Selected passage:
----------

Arguably, we should focus our efforts and resources on becoming more resilient and adaptive. As pointed out in an article in Nature by University of Colorado environmental studies professor Roger Pielke Jr., Ph.D., and his collaborators, “vulnerability to climate-related impacts on society is increasing for reasons that have nothing to do with greenhouse-gas emissions, such as rapid population growth along coasts and in areas with limited water supplies.”
The researchers cite the example of the Philippines, where policy-makers are wringing their hands about a possible gradual climate change-mediated rise in sea level of from 1 to 3 millimeters per year while they ignore the primary cause of enhanced flood risk—“excessive groundwater extraction, which is lowering the land surface by several centimeters to more than a decimeter [about 4 inches] per year.” Perhaps more attention should be paid to ways to reduce groundwater extraction, such as desalination, wastewater treatment and recycling, collection of rainwater, and the cultivation of crop plants that require less irrigation.

----------

Data items:
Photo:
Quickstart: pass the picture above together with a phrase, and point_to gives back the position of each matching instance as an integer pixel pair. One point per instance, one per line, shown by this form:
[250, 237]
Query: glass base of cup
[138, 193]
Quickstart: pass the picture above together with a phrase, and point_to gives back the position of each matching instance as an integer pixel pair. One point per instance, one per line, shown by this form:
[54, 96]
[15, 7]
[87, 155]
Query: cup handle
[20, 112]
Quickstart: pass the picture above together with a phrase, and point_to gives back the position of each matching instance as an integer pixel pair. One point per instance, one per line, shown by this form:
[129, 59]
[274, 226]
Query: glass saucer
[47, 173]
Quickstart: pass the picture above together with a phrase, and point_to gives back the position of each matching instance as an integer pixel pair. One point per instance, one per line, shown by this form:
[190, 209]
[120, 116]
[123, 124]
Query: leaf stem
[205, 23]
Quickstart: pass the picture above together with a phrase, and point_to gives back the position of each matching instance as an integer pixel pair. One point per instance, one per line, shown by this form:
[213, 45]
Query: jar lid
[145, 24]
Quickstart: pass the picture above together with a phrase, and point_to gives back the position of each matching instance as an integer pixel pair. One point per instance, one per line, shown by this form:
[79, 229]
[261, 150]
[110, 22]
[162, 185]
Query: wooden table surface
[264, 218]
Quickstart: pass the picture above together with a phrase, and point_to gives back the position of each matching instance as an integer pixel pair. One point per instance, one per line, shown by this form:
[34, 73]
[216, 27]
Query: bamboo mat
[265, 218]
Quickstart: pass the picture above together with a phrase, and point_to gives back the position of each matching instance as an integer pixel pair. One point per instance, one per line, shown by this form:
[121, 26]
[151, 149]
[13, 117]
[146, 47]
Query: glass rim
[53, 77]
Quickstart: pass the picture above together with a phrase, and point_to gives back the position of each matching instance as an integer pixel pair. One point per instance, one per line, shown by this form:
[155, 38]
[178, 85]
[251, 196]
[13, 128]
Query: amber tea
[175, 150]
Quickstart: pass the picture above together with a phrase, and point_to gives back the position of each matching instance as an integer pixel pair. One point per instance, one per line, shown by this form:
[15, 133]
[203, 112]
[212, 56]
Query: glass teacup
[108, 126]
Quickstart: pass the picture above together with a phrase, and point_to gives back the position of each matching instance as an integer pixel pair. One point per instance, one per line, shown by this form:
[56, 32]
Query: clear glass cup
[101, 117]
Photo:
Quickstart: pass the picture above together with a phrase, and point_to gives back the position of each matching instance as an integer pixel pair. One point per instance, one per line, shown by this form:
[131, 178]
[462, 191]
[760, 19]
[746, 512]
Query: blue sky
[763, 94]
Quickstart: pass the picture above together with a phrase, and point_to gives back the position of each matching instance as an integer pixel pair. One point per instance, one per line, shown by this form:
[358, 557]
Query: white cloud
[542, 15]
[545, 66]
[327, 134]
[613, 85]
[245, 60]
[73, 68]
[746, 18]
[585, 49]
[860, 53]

----------

Set of tasks:
a) From the passage on climate vulnerability, quote everything from "The researchers cite" to "require less irrigation.".
b) List each way to reduce groundwater extraction that the passage on climate vulnerability mentions.
c) Answer these questions using the passage on climate vulnerability:
(i) At which university is Roger Pielke Jr. an environmental studies professor?
(ii) Which country do the researchers cite as an example?
(iii) What yearly rise in sea level are that country's policy-makers worried about?

Exercise solutions:
a)
The researchers cite the example of the Philippines, where policy-makers are wringing their hands about a possible gradual climate change-mediated rise in sea level of from 1 to 3 millimeters per year while they ignore the primary cause of enhanced flood risk—“excessive groundwater extraction, which is lowering the land surface by several centimeters to more than a decimeter [about 4 inches] per year.” Perhaps more attention should be paid to ways to reduce groundwater extraction, such as desalination, wastewater treatment and recycling, collection of rainwater, and the cultivation of crop plants that require less irrigation.

b)
- Desalination
- Wastewater treatment and recycling
- Collection of rainwater
- Cultivation of crop plants that require less irrigation

c)
(i) The University of Colorado.
(ii) The Philippines.
(iii) A rise of 1 to 3 millimeters per year.